TRECHO PARA LEITURA.
________________________

Callerite

6 de maio de 2024 0 Por Leandro Marçal

Doutor, o meu caso é grave? Pode falar, pode falar logo, pode falar de uma vez, não me esconde nada, acaba com o meu sofrimento, doutor. Não tenho medo de notícia ruim, eu sou forte, eu aguento a pancada. Faz tempo que percebi os sintomas, parecia só um incômodo, um estresse, uma cisma. Depois foi piorando, me atrapalhou no serviço, precisei pegar atestado, a minha família ficou preocupada, me obrigaram a vir pra cá, ameaçaram me internar numa clínica de recuperação. Quando o Calleri chegou no São Paulo, nem me animei demais, era só mais um atacante argentino tentando a sorte no meu time, sempre aparece um gringo tentando a sorte no meu time. Com o tempo, com os gols marcados, com tanta entrega em campo, com essa demonstração de vontade genuína de jogar pra gente, os meus sintomas de Callerite foram se agravando. Ele nasceu pra jogar no São Paulo, doutor. Nunca foi tão bem em nenhum outro clube da Argentina, da Europa, do mundo. É um centroavante monogâmico. Não pode sair daqui nunca, doutor. Eu sei, eu sei que o tempo passa, eu sei que as boas fases passam, mas também sei que as fases ruins também vão embora. Quando ele tinha perdido a confiança depois da lesão, tinha gente achando que nunca mais seria o mesmo. Eu não. Eu exercia a empatia a cada gol perdido, sentia a verdade no lamento depois das derrotas, me via representado dentro de campo. Eu sei, eu sei que os jogadores de futebol são profissionais, que um dia eles tão num time, depois em outro, porque o mundo da bola gira, tem os empresários, tem as contas pra pagar. Mas tô falando do Calleri, do Jonathan Calleri. Minha família se alarmou de vez quando parei de citar seu nome e passei a dizer Ele. Assim, com maiúscula: Ele joga hoje, Ele fez gol, Ele resolve, Ele tá em campo. Combinei com a minha esposa: se tivermos um filho, já sabe o nome, né? Conversei com o meu amigo do cartório e são muitos xarás do argentino batizados por outros são paulinos. Calleri é o novo Enzo, doutor. Quando tudo parece perdido, é no Calleri que mora a esperança. É ídolo, sim, doutor! O cara fede a gol, o cara nasceu pra jogar no São Paulo, o cara criou o movimento do Callerismo e disseminou a Callerite, essa epidemia. Não tenho medo de ser desenganado, doutor. Doutor, não precisa esconder nada. O meu caso é incurável, não é, doutor?

________________________

SOBRE A TAREFA.
Com base no trecho, explique por que a chegada de Calleri ao São Paulo não animou muito quem narra e o que, com o tempo, agravou os sintomas de "Callerite".

________________________

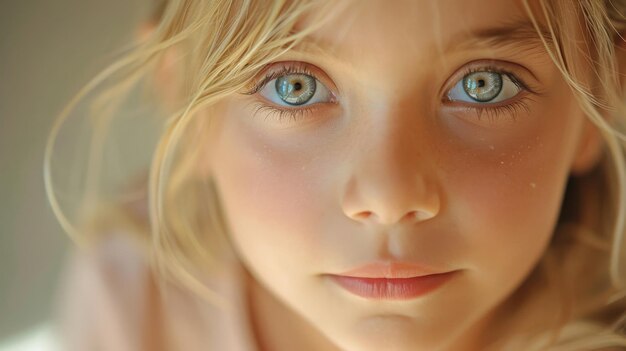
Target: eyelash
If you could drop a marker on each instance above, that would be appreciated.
(510, 109)
(278, 111)
(492, 112)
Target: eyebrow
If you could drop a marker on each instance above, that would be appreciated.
(518, 32)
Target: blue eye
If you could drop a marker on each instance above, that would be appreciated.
(295, 89)
(483, 87)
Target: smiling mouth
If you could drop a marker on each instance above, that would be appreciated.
(392, 288)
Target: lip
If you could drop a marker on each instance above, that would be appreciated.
(392, 280)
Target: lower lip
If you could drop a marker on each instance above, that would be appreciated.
(392, 288)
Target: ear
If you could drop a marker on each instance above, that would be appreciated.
(589, 150)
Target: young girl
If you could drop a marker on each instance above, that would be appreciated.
(363, 175)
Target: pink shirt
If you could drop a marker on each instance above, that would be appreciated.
(111, 300)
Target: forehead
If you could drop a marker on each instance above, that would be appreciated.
(357, 29)
(386, 41)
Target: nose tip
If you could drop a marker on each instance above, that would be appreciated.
(412, 205)
(410, 217)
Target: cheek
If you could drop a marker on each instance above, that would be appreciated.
(506, 196)
(271, 198)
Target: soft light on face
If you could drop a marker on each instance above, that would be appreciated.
(409, 140)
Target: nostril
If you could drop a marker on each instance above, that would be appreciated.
(363, 215)
(422, 215)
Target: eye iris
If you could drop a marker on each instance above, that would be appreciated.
(483, 86)
(295, 89)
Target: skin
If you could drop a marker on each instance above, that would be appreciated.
(391, 171)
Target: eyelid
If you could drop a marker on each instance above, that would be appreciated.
(511, 70)
(277, 69)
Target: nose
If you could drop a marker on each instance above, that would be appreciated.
(391, 183)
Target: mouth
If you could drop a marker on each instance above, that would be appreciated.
(391, 280)
(392, 288)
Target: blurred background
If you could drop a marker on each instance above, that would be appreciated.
(48, 50)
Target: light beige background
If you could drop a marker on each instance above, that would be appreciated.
(48, 49)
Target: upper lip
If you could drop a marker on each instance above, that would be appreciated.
(391, 270)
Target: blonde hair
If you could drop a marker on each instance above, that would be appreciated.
(231, 40)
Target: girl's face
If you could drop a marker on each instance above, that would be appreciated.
(437, 134)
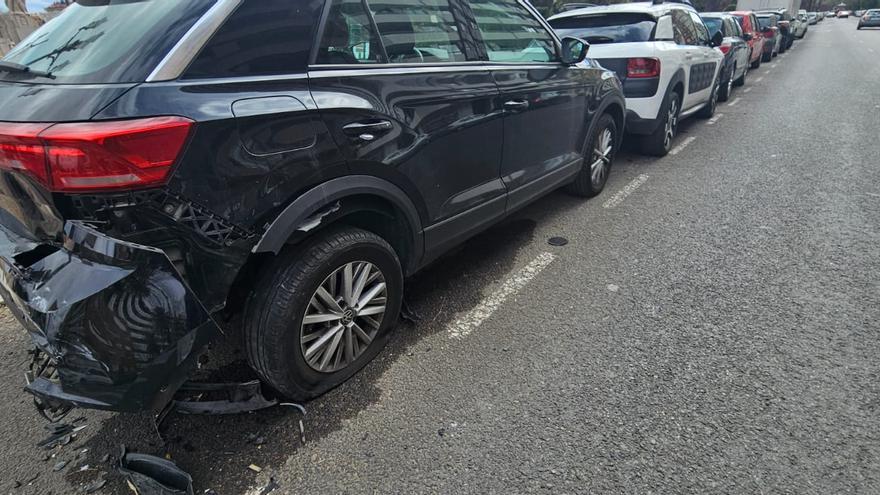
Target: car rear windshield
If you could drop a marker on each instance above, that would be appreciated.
(607, 28)
(103, 41)
(766, 22)
(713, 24)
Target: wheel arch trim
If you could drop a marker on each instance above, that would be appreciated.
(302, 210)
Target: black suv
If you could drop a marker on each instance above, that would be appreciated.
(165, 165)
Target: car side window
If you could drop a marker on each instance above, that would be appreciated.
(262, 37)
(702, 34)
(418, 31)
(683, 28)
(349, 36)
(511, 33)
(737, 29)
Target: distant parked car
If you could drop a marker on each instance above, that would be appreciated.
(800, 24)
(772, 35)
(752, 34)
(664, 56)
(736, 50)
(870, 18)
(784, 24)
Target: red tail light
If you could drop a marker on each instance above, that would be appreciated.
(95, 156)
(642, 67)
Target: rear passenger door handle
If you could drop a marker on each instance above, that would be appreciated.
(367, 130)
(516, 105)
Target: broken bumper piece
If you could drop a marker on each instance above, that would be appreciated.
(120, 326)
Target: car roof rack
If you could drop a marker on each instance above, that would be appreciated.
(685, 2)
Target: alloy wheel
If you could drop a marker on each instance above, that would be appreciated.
(343, 316)
(671, 123)
(602, 156)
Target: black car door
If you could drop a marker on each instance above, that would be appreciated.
(399, 87)
(544, 100)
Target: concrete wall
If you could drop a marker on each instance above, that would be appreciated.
(791, 5)
(15, 27)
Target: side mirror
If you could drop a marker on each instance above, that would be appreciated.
(574, 50)
(663, 31)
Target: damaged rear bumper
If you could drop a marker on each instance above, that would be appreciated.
(121, 327)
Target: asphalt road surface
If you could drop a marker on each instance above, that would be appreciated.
(711, 327)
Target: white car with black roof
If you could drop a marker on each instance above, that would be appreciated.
(663, 55)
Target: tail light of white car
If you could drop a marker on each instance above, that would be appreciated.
(642, 67)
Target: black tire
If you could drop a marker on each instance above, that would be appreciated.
(741, 80)
(708, 110)
(656, 143)
(275, 310)
(589, 182)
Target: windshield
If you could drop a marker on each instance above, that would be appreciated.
(713, 24)
(103, 41)
(611, 28)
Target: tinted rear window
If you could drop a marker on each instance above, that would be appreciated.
(608, 28)
(105, 41)
(713, 24)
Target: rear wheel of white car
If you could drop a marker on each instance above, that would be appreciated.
(708, 110)
(659, 142)
(741, 80)
(599, 155)
(727, 86)
(323, 311)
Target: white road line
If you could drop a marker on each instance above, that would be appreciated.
(466, 324)
(714, 119)
(684, 144)
(619, 196)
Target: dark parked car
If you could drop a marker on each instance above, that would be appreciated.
(166, 165)
(737, 56)
(748, 22)
(773, 36)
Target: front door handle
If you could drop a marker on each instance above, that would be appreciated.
(516, 105)
(367, 130)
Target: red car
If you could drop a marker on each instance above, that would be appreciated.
(753, 35)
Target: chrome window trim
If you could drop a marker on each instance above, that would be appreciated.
(328, 71)
(178, 59)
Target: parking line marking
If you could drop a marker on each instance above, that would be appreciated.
(714, 119)
(619, 196)
(684, 144)
(466, 324)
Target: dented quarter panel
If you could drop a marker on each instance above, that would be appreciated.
(121, 325)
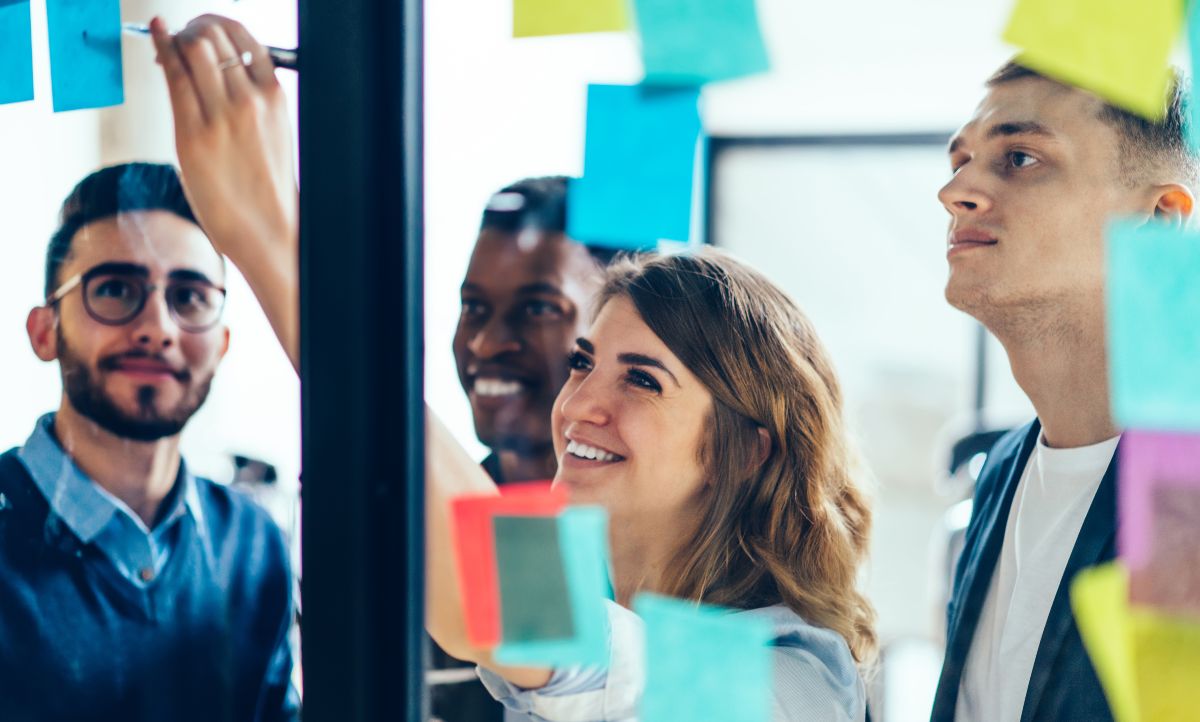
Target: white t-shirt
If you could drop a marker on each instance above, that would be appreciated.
(1051, 501)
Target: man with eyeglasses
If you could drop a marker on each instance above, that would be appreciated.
(131, 589)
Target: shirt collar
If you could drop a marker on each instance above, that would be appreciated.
(82, 504)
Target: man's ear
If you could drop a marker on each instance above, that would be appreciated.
(1174, 204)
(42, 326)
(763, 447)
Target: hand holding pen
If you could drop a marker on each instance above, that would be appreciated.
(233, 136)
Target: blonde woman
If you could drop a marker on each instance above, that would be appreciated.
(701, 411)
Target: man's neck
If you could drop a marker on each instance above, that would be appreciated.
(537, 465)
(1065, 373)
(138, 473)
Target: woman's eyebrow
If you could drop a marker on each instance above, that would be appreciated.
(643, 360)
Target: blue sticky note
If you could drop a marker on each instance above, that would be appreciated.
(583, 545)
(705, 663)
(691, 42)
(1153, 312)
(16, 52)
(85, 53)
(639, 167)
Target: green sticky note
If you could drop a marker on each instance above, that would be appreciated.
(583, 543)
(564, 17)
(693, 42)
(1099, 600)
(534, 599)
(1167, 650)
(1117, 49)
(1153, 312)
(703, 663)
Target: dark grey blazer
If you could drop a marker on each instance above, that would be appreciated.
(1063, 685)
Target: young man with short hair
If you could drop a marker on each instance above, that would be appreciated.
(526, 298)
(131, 589)
(1037, 174)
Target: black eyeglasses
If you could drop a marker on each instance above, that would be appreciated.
(115, 298)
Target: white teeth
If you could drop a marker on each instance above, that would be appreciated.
(589, 452)
(497, 387)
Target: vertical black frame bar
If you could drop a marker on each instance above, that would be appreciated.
(361, 355)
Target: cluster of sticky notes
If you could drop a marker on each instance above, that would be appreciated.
(1147, 661)
(1153, 306)
(533, 575)
(1140, 617)
(703, 663)
(639, 167)
(85, 53)
(643, 143)
(1117, 49)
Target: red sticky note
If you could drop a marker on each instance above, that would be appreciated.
(475, 549)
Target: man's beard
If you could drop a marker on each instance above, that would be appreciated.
(90, 399)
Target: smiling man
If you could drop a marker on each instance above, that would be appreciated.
(526, 298)
(1037, 174)
(131, 589)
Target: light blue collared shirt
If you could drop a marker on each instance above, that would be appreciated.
(97, 517)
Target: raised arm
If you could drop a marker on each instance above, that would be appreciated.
(234, 142)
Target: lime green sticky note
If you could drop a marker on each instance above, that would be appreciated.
(1099, 596)
(1117, 49)
(1167, 650)
(564, 17)
(703, 663)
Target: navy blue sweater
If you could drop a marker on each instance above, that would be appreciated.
(205, 641)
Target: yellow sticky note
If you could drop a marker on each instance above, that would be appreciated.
(1167, 650)
(565, 17)
(1117, 49)
(1099, 597)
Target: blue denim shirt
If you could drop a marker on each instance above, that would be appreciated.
(96, 516)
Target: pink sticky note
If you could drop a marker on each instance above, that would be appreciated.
(475, 549)
(1151, 461)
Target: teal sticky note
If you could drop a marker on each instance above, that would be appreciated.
(1153, 313)
(639, 167)
(703, 663)
(534, 600)
(691, 42)
(583, 543)
(16, 52)
(85, 53)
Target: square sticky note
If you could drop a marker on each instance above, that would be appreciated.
(475, 549)
(85, 53)
(691, 42)
(703, 663)
(16, 52)
(564, 17)
(1099, 601)
(1117, 49)
(583, 545)
(639, 167)
(1153, 306)
(1150, 462)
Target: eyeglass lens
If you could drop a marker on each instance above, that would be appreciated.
(118, 299)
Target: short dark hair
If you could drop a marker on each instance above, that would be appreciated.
(535, 203)
(108, 192)
(1144, 144)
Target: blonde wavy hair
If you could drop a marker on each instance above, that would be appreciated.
(791, 528)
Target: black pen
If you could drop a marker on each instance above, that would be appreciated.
(280, 56)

________________________

RESULTADO DO EXERCÍCIO.
A chegada não animou muito porque Calleri parecia só mais um atacante argentino tentando a sorte no time, algo que sempre acontece. Com o tempo, os sintomas se agravaram por causa dos gols marcados, da entrega em campo e da demonstração de vontade genuína de jogar pelo clube.